--- ACTIVITIES ---
**A.** List every question the essay about Mary raises about the marks left by her first days. Give each question in the essay's own words.
**B.** Rewrite the part of the essay about Mary starting at "Sometimes Mary cries" and ending at "left a mark.", replacing "consoled" with "comforted".

--- PASSAGE PROVIDED ---

○ ○ ○

My Mary has a sad, sad story. Even more so than any other stories brought to our family through this tumultuous journey of foster care and adoption, I feel is not my story to tell.
It’s a story that I don’t know how to ever tell her.
I simply cannot fathom.
Mary is sweet. She gives long kisses and copies her big sister’s every move & sings strange little songs of beeps and raspy whispers.
Mary is strikingly beautiful. She is a mass of soft dark hair. She is a skinny-legged babe full of fire and sass and has a a hopelessly ticklish little neck and a smile that commands company.
Sometimes Mary cries and cries and cannot be consoled. Sometimes she is scared of people she has known her whole life. I have wondered if the sadness and the fear is woven into the her fibers and if it will always be there, tangled in the background, waiting for an opportunity to remind her of its presence, if somehow some part of her unconscious mind remembers what I wasn’t there to protect her from.
I wonder if she somehow feels, for instance, why her occupational and physical therapists in her early months attributed the painful tension in her tiny body to stress; why, at four pounds and four-days-old, she came to us with stress that ran so deep it hindered her physical movement. It left a mark.
What else left a mark in those long first days? Do those marks eventually leave, or do they linger? Do they fade if not spoken of, or does silence give them weight? Is the goal here happiness–to move past it, forget it, not be scared of it or hurt by it or feel that sadness–or is it more to be content despite it, to honor the scared feelings when they happen, to bear the sad feelings with grace?
Her little body moves freely now. I can see her getting stronger, succumbing to fearfulness less, experiencing joy more, little by little. But I don’t think it will ever not be a part of her. Her story will always be her story. She will learn more of it as years go by and as she is able to understand. I feel that my role is not to pretend it didn’t happen or tell her it doesn’t matter, but to help her use it to make something beautiful.
“The children almost broken by the world become the adults most likely to change it.” -Frank Warren
I immediately thought of her when I read this. Mary was saved, and she is special. She is not broken, and she will do great things, or she will do ordinary things with great power.
Whichever, it will matter in a cosmic way.
Her mere presence on this earth, her love of bananas and her dislike of shoes, is truly miraculous. Being humbled by my children is a part of parenting that I wasn’t expecting, but watching them grow and thrive despite their tough beginnings is beautifully overwhelming. That I am allowed witness and to be the steward of this little miracle, to help her find meaning in a past she cannot change, is a blessing and a responsibility unlike any other I have experienced.
What miracles have you met in your family journey? Have you also been humbled the strength in your children?

○ ○ ○

--- INFORMATION SUPPLIED ---
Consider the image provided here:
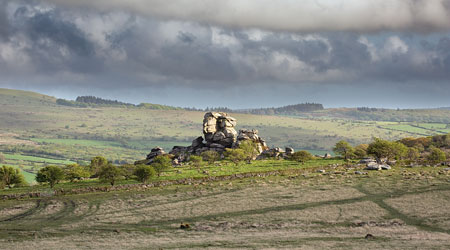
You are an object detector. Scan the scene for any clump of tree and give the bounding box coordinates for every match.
[427,147,447,165]
[290,150,314,164]
[367,138,408,163]
[354,144,369,158]
[89,156,109,177]
[134,165,156,183]
[98,163,123,186]
[333,141,355,161]
[75,96,134,107]
[64,164,91,182]
[0,153,6,163]
[0,166,27,188]
[150,155,172,177]
[201,150,220,165]
[36,166,65,188]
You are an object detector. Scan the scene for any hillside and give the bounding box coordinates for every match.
[0,89,450,180]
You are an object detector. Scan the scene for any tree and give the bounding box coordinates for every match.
[150,155,172,177]
[64,164,91,182]
[0,166,26,188]
[0,153,6,163]
[290,150,314,163]
[201,150,220,164]
[239,140,259,163]
[98,163,122,186]
[189,155,205,168]
[333,141,355,160]
[406,147,420,162]
[367,138,408,162]
[225,148,247,165]
[354,144,369,158]
[427,147,447,164]
[134,165,156,183]
[36,166,64,188]
[121,164,136,180]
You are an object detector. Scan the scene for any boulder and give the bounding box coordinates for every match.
[146,147,167,164]
[233,129,269,154]
[203,112,237,148]
[285,147,295,155]
[365,162,381,170]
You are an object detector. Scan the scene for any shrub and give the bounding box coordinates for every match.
[98,163,122,186]
[189,155,205,168]
[427,148,447,164]
[290,150,314,163]
[333,141,355,160]
[64,164,91,182]
[134,165,156,183]
[120,164,136,180]
[0,153,6,163]
[225,148,246,165]
[36,166,64,188]
[239,140,259,163]
[151,155,172,177]
[201,150,220,164]
[354,144,369,158]
[89,156,108,176]
[0,166,26,188]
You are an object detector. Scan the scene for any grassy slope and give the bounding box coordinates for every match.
[0,163,450,249]
[0,89,444,176]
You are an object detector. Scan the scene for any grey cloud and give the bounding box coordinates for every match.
[47,0,450,32]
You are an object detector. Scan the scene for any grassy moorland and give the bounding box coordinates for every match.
[0,89,449,181]
[0,162,450,249]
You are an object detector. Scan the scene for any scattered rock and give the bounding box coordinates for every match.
[359,157,376,164]
[323,153,333,159]
[364,234,375,240]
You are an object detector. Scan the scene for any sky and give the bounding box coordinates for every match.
[0,0,450,108]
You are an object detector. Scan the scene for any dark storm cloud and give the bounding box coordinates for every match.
[44,0,450,32]
[0,0,450,97]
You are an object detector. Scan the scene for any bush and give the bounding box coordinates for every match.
[0,166,26,188]
[290,150,314,163]
[354,144,369,158]
[64,164,91,182]
[333,141,355,160]
[225,148,247,165]
[120,164,136,180]
[201,150,220,164]
[0,153,6,163]
[239,140,259,163]
[89,156,108,177]
[36,166,64,188]
[134,165,156,183]
[98,163,122,186]
[189,155,205,168]
[427,148,447,164]
[151,155,172,177]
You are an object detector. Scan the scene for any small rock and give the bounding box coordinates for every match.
[364,234,375,240]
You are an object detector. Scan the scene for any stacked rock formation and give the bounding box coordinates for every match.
[234,129,269,154]
[146,112,268,164]
[203,112,237,148]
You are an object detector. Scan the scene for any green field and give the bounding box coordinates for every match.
[0,89,448,178]
[0,161,450,249]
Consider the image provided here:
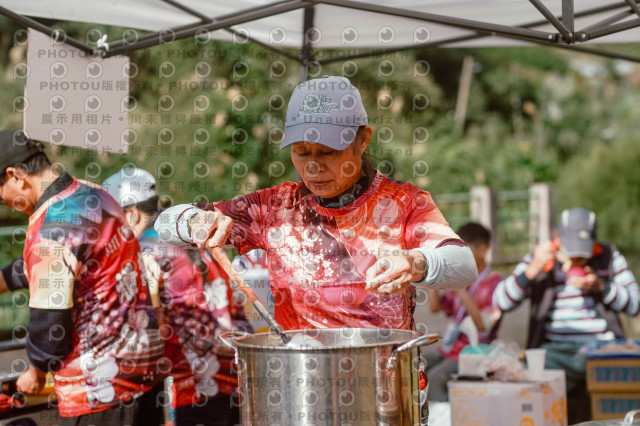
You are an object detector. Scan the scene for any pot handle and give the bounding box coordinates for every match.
[216,330,251,352]
[624,410,640,425]
[387,333,441,370]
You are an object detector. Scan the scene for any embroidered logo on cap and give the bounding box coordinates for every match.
[298,93,338,117]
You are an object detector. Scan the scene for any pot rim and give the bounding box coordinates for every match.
[231,327,422,352]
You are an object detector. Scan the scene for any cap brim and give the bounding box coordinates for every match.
[280,123,359,151]
[560,236,595,259]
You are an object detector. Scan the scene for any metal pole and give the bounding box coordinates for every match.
[0,6,98,55]
[529,0,573,43]
[582,10,633,33]
[293,6,316,182]
[562,0,574,34]
[576,19,640,41]
[103,0,309,57]
[300,6,315,82]
[627,0,640,16]
[109,0,314,49]
[317,0,558,42]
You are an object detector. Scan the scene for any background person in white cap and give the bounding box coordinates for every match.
[493,208,640,424]
[0,130,166,426]
[156,77,477,424]
[102,167,251,426]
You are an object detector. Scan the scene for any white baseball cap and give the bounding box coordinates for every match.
[280,75,368,151]
[102,167,158,208]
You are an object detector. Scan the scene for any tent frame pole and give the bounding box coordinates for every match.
[0,6,97,55]
[0,0,640,62]
[300,6,316,82]
[529,0,573,43]
[101,0,310,57]
[316,0,558,42]
[162,0,300,62]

○ ○ ○

--- RESULTS OF THE EXERCISE ---
**A.**
- "What else left a mark in those long first days?"
- "Do those marks eventually leave, or do they linger?"
- "Do they fade if not spoken of, or does silence give them weight?"
- "Is the goal here happiness–to move past it, forget it, not be scared of it or hurt by it or feel that sadness–or is it more to be content despite it, to honor the scared feelings when they happen, to bear the sad feelings with grace?"

**B.**
Sometimes Mary cries and cries and cannot be comforted. Sometimes she is scared of people she has known her whole life. I have wondered if the sadness and the fear is woven into the her fibers and if it will always be there, tangled in the background, waiting for an opportunity to remind her of its presence, if somehow some part of her unconscious mind remembers what I wasn’t there to protect her from.
I wonder if she somehow feels, for instance, why her occupational and physical therapists in her early months attributed the painful tension in her tiny body to stress; why, at four pounds and four-days-old, she came to us with stress that ran so deep it hindered her physical movement. It left a mark.